YOUR TASKS -
1. In the Citi passage, what was Tim Gately's role?
2. Rewrite the Citi passage from "So far so good, as" to "for each other.", putting "workplace harassment" in place of "corporate misconduct".

QUOTED PASSAGE -
■ ■ ■ ■

So far so good, as far as following best practices for corporate misconduct. But what followed is an example of the classic missteps companies continue to make when men start covering up for each other.
Before the bank could finish the investigation, Singh resigned, according to a Citi statement. At that point, Citi took several wrong turns, based on the lawsuit and Citi’s own statement.
First, Mr. Singh resigned with an announcement lacking even a hint of what Citi now describes as his “deplorable conduct.” In fact, his manager Tim Gately, the head of sales for the Americas, sent out a note to 150 staff, which he also read out loud, saying he was “sorry to see him go” and was “grateful to (for) the contributions he has made over the years.” He cited Mani’s strong leadership, and said it was “disappointing to lose someone like Mani.”
Given the clear evidence in the texts of Singh’s horrendous behavior, what would prompt Gately to send off Singh in a hail of accolades? Had Citi truly taken Lindsey’s accusations seriously, and had it given some thought to its image in this era of #MeToo, the announcement of his departure should have said he resigned over violations of the company’s code of conduct.

■ ■ ■ ■

PROVIDED INFORMATION -
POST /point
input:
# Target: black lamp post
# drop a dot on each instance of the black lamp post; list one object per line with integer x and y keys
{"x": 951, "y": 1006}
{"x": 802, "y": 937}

■ ■ ■ ■

RESPONSES BY TASK -
1. He was the head of sales for the Americas.

2.
So far so good, as far as following best practices for workplace harassment. But what followed is an example of the classic missteps companies continue to make when men start covering up for each other.